What to do: Beginning at the line that contains "Query: man in dark jacket" and ending at the last line of the entries, write out each line exactly; include nothing outside that span.

======== Provided data

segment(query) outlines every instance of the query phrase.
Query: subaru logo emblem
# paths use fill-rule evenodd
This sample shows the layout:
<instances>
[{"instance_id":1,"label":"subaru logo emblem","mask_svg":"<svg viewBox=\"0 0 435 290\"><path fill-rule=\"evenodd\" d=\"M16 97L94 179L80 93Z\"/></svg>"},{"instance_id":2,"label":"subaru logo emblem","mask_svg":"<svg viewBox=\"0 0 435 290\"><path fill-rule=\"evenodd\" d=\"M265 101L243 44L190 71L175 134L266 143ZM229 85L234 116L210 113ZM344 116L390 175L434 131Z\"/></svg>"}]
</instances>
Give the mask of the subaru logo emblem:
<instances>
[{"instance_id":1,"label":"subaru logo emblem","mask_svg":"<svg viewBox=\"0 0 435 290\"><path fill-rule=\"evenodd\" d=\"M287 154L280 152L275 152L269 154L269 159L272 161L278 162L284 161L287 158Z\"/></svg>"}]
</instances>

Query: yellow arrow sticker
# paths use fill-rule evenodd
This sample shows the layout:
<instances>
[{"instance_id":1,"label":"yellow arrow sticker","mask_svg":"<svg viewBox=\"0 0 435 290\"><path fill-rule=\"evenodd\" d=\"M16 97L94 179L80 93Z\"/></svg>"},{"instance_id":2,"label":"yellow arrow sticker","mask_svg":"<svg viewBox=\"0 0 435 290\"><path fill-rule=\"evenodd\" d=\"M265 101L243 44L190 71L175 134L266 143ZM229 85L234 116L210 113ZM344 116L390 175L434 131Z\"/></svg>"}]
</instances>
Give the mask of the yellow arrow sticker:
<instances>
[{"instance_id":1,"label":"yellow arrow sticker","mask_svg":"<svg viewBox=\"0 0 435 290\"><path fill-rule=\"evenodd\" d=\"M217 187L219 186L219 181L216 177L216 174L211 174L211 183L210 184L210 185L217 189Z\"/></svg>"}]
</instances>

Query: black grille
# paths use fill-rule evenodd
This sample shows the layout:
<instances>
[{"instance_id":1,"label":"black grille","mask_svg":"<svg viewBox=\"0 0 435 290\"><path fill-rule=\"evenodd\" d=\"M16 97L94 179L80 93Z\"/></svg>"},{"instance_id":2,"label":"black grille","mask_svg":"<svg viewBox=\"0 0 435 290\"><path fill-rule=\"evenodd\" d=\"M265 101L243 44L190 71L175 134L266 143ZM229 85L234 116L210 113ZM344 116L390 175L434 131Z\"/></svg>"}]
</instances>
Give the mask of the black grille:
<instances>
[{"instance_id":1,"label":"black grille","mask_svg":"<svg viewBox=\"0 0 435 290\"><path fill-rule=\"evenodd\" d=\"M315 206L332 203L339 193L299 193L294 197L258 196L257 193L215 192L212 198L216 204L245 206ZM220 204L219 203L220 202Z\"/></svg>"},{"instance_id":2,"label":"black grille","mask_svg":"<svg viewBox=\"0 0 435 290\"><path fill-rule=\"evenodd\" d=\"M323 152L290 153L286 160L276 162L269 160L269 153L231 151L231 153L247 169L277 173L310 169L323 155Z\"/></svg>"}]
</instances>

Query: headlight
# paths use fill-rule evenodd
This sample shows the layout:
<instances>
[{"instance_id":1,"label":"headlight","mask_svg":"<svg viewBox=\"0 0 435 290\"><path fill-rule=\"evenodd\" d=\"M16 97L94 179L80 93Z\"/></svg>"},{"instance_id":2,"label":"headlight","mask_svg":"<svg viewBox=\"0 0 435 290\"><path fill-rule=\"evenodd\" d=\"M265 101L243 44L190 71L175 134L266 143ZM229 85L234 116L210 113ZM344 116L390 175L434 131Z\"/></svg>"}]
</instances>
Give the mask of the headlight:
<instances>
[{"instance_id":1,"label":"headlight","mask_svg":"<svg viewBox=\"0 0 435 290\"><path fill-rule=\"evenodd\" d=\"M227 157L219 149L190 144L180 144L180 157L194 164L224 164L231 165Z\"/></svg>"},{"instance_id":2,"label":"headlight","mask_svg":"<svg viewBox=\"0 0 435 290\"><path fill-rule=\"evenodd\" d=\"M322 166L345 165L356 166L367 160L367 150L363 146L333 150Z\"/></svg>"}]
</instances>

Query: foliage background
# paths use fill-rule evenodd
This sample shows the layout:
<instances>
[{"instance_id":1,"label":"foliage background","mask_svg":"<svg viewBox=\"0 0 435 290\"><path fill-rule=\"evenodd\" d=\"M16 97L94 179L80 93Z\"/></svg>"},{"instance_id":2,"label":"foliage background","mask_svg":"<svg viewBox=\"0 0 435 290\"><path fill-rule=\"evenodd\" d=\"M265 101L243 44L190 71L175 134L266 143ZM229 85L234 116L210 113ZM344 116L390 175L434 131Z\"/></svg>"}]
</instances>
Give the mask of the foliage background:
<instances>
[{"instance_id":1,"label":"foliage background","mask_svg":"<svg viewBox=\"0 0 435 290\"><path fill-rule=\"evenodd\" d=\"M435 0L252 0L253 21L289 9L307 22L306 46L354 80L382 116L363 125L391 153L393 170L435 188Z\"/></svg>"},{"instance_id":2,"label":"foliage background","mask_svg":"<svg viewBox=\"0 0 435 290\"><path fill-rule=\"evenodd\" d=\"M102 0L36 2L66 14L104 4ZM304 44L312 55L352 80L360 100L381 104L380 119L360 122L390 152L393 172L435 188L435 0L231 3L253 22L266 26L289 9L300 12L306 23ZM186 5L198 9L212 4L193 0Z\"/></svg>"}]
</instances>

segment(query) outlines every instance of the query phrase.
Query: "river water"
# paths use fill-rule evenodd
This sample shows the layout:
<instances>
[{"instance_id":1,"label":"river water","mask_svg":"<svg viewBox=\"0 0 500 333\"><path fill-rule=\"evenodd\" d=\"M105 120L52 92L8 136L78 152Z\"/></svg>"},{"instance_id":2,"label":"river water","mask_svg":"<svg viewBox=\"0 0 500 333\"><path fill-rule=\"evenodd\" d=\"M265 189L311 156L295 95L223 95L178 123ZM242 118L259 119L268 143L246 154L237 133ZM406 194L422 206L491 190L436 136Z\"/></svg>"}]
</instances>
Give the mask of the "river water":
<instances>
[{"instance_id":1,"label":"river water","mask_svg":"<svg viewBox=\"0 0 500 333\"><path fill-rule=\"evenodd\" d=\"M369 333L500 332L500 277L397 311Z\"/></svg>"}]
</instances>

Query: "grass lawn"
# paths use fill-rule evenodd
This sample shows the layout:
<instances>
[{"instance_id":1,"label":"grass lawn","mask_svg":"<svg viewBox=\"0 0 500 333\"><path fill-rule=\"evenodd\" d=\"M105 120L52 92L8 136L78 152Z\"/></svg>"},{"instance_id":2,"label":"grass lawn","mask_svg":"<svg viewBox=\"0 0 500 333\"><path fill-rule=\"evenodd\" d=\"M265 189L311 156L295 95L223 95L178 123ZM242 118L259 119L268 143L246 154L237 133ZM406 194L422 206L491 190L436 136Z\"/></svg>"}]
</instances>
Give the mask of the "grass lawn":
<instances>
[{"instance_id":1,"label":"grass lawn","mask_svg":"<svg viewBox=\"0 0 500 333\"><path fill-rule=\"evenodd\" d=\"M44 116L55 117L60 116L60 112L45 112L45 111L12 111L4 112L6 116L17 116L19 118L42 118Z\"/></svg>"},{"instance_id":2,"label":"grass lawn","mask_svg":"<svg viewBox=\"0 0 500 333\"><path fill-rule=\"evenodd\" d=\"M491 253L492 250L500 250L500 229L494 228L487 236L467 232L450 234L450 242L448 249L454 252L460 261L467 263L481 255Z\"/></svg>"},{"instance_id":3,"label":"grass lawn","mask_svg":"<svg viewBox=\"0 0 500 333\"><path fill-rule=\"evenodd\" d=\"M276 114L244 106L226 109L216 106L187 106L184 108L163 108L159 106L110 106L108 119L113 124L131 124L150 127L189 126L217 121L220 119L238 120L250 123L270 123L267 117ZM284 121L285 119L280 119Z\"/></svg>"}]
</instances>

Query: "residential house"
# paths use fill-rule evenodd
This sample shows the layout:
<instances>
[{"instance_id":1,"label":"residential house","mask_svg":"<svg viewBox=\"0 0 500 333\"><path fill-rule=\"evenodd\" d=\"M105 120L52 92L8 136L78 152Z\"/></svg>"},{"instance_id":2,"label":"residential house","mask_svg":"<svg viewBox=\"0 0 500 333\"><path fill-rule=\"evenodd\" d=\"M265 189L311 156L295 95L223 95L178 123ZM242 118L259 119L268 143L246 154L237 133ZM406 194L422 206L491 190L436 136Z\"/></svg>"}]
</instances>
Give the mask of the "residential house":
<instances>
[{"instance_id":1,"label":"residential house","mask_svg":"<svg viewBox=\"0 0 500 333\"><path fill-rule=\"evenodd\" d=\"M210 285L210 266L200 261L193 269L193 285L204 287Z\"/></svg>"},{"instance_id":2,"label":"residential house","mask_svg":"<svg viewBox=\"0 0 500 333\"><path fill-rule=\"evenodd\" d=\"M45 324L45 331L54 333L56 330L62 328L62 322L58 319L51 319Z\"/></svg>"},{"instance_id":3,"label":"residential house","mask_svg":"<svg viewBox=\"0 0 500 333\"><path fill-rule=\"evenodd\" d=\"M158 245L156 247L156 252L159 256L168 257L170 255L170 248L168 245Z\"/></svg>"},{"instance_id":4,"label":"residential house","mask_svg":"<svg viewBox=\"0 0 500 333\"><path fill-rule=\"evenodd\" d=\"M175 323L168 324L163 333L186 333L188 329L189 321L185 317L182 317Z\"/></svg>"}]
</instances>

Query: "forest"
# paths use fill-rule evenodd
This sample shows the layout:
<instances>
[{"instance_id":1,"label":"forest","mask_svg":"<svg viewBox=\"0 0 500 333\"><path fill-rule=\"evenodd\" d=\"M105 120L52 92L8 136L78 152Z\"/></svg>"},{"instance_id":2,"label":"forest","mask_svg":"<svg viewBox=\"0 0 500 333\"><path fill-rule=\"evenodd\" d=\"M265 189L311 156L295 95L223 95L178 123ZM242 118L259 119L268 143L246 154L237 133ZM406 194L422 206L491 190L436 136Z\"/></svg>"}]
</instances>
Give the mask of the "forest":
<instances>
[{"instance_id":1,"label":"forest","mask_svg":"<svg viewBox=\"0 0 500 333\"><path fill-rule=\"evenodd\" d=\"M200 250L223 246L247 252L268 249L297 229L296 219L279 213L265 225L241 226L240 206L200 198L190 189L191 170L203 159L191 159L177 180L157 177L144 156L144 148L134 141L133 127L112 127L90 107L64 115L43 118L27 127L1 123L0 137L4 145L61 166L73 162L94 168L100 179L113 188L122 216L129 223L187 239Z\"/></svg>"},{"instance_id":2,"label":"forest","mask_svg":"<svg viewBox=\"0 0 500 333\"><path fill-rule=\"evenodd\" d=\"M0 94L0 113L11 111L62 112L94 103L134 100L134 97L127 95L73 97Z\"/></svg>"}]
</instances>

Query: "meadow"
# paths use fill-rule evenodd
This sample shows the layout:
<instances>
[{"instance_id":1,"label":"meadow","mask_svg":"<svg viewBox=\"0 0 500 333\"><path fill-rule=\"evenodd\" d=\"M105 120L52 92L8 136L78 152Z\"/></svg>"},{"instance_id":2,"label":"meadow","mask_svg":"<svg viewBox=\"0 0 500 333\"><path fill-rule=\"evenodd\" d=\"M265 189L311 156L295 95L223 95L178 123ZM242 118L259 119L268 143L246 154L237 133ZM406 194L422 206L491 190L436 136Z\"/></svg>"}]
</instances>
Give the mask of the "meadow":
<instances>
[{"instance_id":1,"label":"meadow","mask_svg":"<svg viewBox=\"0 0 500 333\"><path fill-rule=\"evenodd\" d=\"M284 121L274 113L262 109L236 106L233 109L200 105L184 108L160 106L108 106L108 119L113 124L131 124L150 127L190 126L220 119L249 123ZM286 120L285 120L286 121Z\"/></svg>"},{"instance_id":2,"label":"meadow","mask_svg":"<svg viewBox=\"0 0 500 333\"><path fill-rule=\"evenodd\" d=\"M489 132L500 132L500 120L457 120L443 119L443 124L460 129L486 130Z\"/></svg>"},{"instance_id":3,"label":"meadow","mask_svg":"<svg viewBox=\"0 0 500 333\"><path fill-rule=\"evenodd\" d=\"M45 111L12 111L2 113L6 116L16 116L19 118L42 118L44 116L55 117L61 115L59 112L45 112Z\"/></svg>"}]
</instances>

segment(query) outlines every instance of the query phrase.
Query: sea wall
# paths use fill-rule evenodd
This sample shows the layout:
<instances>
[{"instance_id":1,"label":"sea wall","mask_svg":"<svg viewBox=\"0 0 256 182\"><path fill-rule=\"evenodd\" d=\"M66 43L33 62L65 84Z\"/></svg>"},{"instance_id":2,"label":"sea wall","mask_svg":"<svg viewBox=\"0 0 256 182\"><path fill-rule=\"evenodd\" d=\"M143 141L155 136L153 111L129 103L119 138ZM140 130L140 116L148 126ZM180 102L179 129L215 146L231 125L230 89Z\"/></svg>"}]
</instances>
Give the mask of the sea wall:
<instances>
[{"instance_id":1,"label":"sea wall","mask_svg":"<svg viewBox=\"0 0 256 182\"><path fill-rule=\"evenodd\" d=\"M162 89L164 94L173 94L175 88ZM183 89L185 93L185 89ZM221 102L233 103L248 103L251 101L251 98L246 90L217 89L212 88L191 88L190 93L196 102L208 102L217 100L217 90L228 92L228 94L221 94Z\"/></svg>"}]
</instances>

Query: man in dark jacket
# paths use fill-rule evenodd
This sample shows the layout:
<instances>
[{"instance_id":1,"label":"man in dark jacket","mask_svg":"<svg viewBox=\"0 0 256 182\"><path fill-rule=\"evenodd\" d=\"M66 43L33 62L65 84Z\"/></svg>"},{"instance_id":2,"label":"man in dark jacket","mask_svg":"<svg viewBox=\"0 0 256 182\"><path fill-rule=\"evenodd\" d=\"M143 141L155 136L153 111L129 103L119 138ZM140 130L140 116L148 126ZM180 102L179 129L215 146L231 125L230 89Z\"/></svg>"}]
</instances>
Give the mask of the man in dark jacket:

================

Response:
Query: man in dark jacket
# paths use fill-rule evenodd
This sample shows the layout:
<instances>
[{"instance_id":1,"label":"man in dark jacket","mask_svg":"<svg viewBox=\"0 0 256 182\"><path fill-rule=\"evenodd\" d=\"M66 43L33 62L65 84Z\"/></svg>"},{"instance_id":2,"label":"man in dark jacket","mask_svg":"<svg viewBox=\"0 0 256 182\"><path fill-rule=\"evenodd\" d=\"M143 141L155 136L153 111L129 103L119 138ZM140 130L140 116L148 126ZM180 102L179 129L215 146L231 125L230 89Z\"/></svg>"}]
</instances>
Give the mask of the man in dark jacket:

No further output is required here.